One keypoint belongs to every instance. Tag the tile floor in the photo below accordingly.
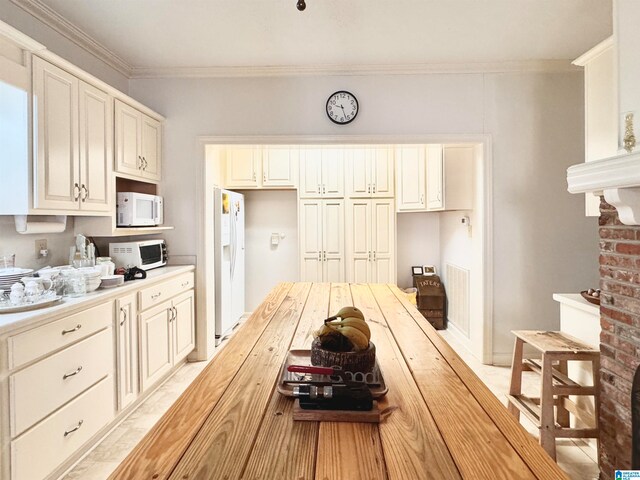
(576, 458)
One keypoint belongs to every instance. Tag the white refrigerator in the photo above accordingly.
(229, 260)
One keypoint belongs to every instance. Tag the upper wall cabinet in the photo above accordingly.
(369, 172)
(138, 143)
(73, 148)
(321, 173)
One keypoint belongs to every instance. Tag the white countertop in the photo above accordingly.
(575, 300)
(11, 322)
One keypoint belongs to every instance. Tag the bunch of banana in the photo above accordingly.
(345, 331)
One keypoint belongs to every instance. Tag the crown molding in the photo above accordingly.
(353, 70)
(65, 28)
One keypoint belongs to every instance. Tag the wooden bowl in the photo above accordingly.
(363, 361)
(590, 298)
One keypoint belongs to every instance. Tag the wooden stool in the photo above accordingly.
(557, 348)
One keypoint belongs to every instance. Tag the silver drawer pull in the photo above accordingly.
..........
#### What is expected:
All lines from the one that holds "One keypoint belongs to every instance. Tag the white countertop" through the end of the material, both ends included, should be restated exactly.

#### Problem solution:
One keypoint belongs to every instance. Tag the white countertop in the photo above accordingly.
(575, 300)
(11, 322)
One keypoint belongs to every instance. Tag the bunch of banana in the photo above accordingly.
(345, 331)
One keypoint belongs to every instance. Tag the crown molding in the photo above accordingly.
(353, 70)
(65, 28)
One keypoint belongs to every instance. Tag the wooden bowl in the photo above accordingly.
(363, 361)
(590, 298)
One keypoint belongs to every instance. Tag the wooden stool in the photo above accordingly.
(557, 348)
One keypoint belongs to every instance. Tag the silver drawer pull in the photo above accordingly.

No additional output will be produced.